OBJECTIVE A> Quote the TFRecord passage word for word, starting at "Here’s a complete" and ending at "print(data)".

SOURCE TEXT>
= = = = = = =

In our example, each `TFRecord` represents the movie ratings and corresponding suggestions of a single user (a single sample). Writing recommendations for all users in the dataset follows the same process. It is important that the type of a feature (e.g. float for the movie rating) is the same across all samples in the dataset. This conformance criterion and others are defined in the [protocol buffer definition](https://github.com/tensorflow/tensorflow/blob/r1.5/tensorflow/core/example/example.proto) of `tf.train.Example`.

Here’s a complete example that writes the features to a `TFRecord` file, then reads the file back in and prints the parsed features.

In [7]:
# Create example data
data = {
    'Age': 29,
    'Movie': ['The Shawshank Redemption', 'Fight Club'],
    'Movie Ratings': [9.0, 9.7],
    'Suggestion': 'Inception',
    'Suggestion Purchased': 1.0,
    'Purchase Price': 9.99
}

print(data)

= = = = = = =

RECORD EXCERPTS>
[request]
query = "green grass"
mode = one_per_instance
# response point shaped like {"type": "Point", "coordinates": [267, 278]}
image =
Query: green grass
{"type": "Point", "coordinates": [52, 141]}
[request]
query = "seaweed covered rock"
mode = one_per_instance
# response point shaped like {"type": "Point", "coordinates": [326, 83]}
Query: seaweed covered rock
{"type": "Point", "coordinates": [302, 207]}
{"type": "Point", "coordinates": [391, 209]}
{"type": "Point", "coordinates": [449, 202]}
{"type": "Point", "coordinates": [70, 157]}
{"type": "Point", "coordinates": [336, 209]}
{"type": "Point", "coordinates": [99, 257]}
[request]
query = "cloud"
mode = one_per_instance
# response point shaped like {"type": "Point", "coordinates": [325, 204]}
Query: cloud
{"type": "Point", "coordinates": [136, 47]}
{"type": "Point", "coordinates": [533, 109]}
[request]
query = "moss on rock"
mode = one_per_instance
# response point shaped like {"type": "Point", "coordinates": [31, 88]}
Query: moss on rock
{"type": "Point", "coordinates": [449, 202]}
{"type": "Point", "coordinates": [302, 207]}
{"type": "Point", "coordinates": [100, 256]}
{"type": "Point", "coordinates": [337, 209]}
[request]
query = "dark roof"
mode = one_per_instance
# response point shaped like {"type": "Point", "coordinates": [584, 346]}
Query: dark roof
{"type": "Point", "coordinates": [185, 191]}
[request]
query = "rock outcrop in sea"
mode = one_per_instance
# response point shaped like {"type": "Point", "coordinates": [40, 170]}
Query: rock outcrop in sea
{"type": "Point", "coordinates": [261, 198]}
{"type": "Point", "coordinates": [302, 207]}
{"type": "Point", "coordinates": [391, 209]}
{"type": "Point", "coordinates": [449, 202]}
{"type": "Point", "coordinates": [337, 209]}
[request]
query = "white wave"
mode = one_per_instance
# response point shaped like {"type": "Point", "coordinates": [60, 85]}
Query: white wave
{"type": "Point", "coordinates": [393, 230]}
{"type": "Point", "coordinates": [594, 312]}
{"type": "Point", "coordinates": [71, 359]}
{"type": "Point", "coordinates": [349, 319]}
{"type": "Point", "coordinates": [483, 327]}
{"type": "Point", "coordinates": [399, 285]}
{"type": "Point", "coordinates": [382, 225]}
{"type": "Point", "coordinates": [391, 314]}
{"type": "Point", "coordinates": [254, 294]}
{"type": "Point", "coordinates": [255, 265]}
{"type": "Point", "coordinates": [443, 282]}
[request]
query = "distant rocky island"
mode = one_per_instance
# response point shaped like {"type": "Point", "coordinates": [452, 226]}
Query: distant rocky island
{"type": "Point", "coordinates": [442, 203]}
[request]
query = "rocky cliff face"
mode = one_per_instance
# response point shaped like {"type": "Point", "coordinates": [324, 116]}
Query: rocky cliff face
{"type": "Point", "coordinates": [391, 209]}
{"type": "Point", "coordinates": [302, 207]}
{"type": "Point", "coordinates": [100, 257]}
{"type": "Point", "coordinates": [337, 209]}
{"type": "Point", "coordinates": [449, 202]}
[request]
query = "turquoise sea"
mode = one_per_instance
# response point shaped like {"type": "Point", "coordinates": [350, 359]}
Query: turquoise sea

= = = = = = =

OBJECTIVE B> Pick out every line in the entries above that contains the string "moss", matching case exactly, and copy each line in full.

PROBLEM SOLUTION A>
Here’s a complete example that writes the features to a `TFRecord` file, then reads the file back in and prints the parsed features.

In [7]:
# Create example data
data = {
    'Age': 29,
    'Movie': ['The Shawshank Redemption', 'Fight Club'],
    'Movie Ratings': [9.0, 9.7],
    'Suggestion': 'Inception',
    'Suggestion Purchased': 1.0,
    'Purchase Price': 9.99
}

print(data)

PROBLEM SOLUTION B>
query = "moss on rock"
Query: moss on rock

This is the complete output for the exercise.